Records from a data collection.
____________
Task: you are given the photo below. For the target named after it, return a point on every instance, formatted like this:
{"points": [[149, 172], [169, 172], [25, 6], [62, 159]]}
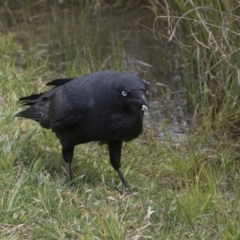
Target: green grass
{"points": [[187, 190], [181, 191]]}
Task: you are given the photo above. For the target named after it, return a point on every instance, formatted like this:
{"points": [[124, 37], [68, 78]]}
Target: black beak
{"points": [[139, 99]]}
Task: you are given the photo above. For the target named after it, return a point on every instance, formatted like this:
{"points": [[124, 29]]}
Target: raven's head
{"points": [[132, 92]]}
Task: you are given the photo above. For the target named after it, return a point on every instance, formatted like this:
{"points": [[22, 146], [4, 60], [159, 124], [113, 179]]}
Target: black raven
{"points": [[105, 106]]}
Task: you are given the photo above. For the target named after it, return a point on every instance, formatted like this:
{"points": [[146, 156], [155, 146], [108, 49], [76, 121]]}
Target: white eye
{"points": [[124, 93]]}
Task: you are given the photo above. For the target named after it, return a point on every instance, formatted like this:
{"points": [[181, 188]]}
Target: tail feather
{"points": [[31, 113]]}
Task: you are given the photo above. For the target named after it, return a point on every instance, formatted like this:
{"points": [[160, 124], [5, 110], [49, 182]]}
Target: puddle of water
{"points": [[69, 36]]}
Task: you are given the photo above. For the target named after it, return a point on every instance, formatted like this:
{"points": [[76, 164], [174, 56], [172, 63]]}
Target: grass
{"points": [[187, 190], [208, 36]]}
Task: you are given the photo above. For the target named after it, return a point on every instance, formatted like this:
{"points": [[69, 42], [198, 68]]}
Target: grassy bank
{"points": [[208, 34], [187, 190], [184, 191]]}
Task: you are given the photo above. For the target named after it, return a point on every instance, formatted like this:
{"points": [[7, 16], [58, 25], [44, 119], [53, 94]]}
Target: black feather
{"points": [[104, 106]]}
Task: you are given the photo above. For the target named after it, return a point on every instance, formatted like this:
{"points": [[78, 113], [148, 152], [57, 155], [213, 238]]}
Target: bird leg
{"points": [[67, 152], [115, 148]]}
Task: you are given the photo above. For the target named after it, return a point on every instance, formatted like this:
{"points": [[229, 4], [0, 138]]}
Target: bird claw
{"points": [[125, 191]]}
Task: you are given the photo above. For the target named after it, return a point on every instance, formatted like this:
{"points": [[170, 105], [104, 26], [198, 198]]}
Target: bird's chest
{"points": [[124, 126]]}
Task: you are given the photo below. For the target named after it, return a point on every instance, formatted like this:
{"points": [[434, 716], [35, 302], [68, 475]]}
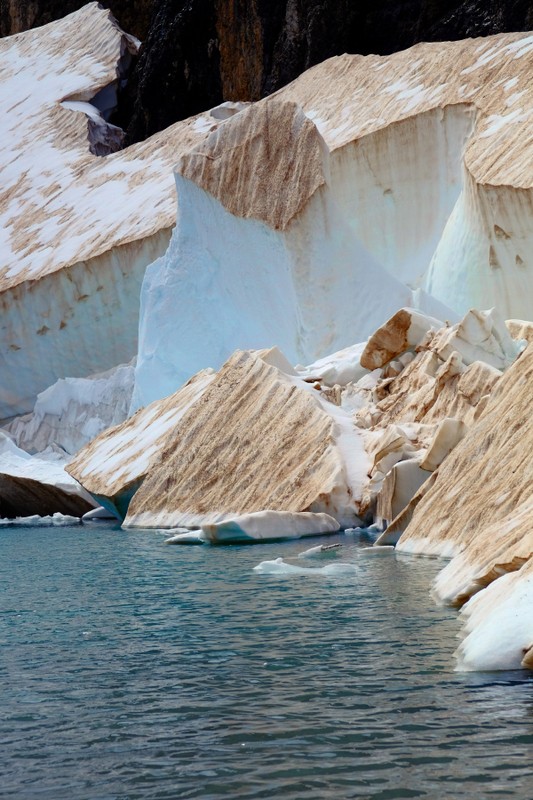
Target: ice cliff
{"points": [[366, 185], [77, 230]]}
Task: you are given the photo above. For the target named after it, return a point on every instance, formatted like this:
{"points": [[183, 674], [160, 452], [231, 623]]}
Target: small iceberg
{"points": [[280, 567], [379, 550], [187, 537], [99, 514], [321, 551], [35, 521]]}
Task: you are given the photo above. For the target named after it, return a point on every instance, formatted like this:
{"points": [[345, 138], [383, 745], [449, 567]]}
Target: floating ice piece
{"points": [[99, 514], [56, 520], [280, 567], [187, 537], [268, 525], [322, 550]]}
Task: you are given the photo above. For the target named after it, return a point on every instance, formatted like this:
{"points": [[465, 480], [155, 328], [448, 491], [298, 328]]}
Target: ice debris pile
{"points": [[479, 513], [354, 446]]}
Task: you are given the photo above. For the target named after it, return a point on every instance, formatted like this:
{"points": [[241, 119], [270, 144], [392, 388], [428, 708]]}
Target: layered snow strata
{"points": [[37, 485], [76, 230], [262, 253], [113, 466], [438, 147], [421, 406], [498, 625], [479, 511], [75, 410], [258, 440]]}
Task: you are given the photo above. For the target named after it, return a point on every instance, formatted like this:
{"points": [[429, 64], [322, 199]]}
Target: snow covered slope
{"points": [[76, 230], [75, 410], [312, 216]]}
____________
Requirement.
Repeat the records above verbatim, dropping the pictures.

Response to the exercise.
Task: you are given the photo below. For the target named after it, return a point on every instance, formatted like this:
{"points": [[149, 172], [169, 172], [25, 6], [62, 159]]}
Target: green grass
{"points": [[187, 190], [181, 191]]}
Task: you are given the photo above. For the target named after it, return a point on every instance, formatted like this:
{"points": [[124, 37], [68, 78]]}
Target: black beak
{"points": [[139, 99]]}
Task: you are given the photo above. For the target named after it, return a point on every instance, formatted like this:
{"points": [[124, 29]]}
Target: raven's head
{"points": [[132, 92]]}
Task: you are given the photo above. For the target named after it, return a point on every instance, formatted like this:
{"points": [[22, 146], [4, 60], [159, 124], [113, 179]]}
Target: black raven
{"points": [[105, 106]]}
Task: you are given the photo above. For the target named after it, return a point on every instance, formatted like this:
{"points": [[146, 156], [155, 146], [108, 49], [76, 121]]}
Target: white eye
{"points": [[124, 93]]}
Task: you are given the photo above. For the target named after it, return a point on every instance, formatted like this:
{"points": [[181, 188]]}
Target: tail feather
{"points": [[31, 113]]}
Task: you are given the photo above. For the target named after it, return a point on every instance, formatted like this:
{"points": [[160, 124], [5, 110], [49, 182]]}
Target: puddle of water
{"points": [[69, 36]]}
Task: you are given the photo above. For the target named after it, return a point on every instance, formatted like this:
{"points": [[76, 164], [174, 56], [172, 63]]}
Target: grass
{"points": [[187, 190], [208, 36]]}
Task: you are given the photo above. For the target named after it, return a point on every instance, formatted like this:
{"points": [[69, 42], [198, 68]]}
Target: grassy bank
{"points": [[208, 34], [187, 190], [184, 191]]}
Task: you are given the photo above. For the target named after it, return a point on every instance, formatted like this:
{"points": [[7, 16], [58, 25], [44, 119], [53, 94]]}
Target: black feather
{"points": [[104, 106]]}
Task: you are given the photo above. For the target named after it, return a point on every instance, formatted like this:
{"points": [[78, 113], [148, 152], [57, 155], [213, 238]]}
Target: bird leg
{"points": [[67, 152], [115, 148]]}
Task: you are given the photo above. For the target named after it, return a point on every instance, formatted like this:
{"points": [[229, 4], [0, 138]]}
Target: bird claw
{"points": [[125, 191]]}
Task: you are given the photo above. For the target named after it, return a point on every instance, formatted like this:
{"points": [[170, 105], [104, 26], [198, 198]]}
Target: bird's chest
{"points": [[124, 126]]}
Task: you are given the photo below. For the target named after it, return a point on every instance, formatted like this:
{"points": [[434, 716], [35, 302], [68, 475]]}
Target: ice cliff
{"points": [[366, 185], [77, 230]]}
Task: you are given the photo above. For the target named after it, return a point on every instance, formatted like this:
{"points": [[183, 674], [160, 452], [231, 623]]}
Target: small iceberg
{"points": [[280, 567], [379, 550], [187, 537], [99, 514], [321, 551], [35, 521]]}
Task: you are given the photo above. For the target named after it, return a point on every instance, formatted like this:
{"points": [[345, 138], [383, 745], [449, 567]]}
Target: floating ice piece
{"points": [[99, 514], [56, 520], [280, 567], [187, 537], [268, 525], [322, 550]]}
Task: you are given the photo above. For the target named after it, return a point on every instance, formatted like this:
{"points": [[465, 480], [155, 328], [448, 491], [298, 328]]}
Target: ice debris pile
{"points": [[479, 513], [354, 446]]}
Task: you are given the photo above. For the target named after it, return a point on every instance, formatted like this:
{"points": [[241, 119], [270, 144], [392, 388], [428, 708]]}
Target: layered snow strata
{"points": [[37, 485], [76, 230], [262, 253], [113, 466], [438, 147], [421, 406], [498, 625], [479, 511], [75, 410], [258, 440]]}
Task: you are given the photo above. For the target named after it, return a point on every instance, formatted like this:
{"points": [[429, 64], [322, 199]]}
Target: snow covered slope
{"points": [[76, 230], [75, 410], [312, 216]]}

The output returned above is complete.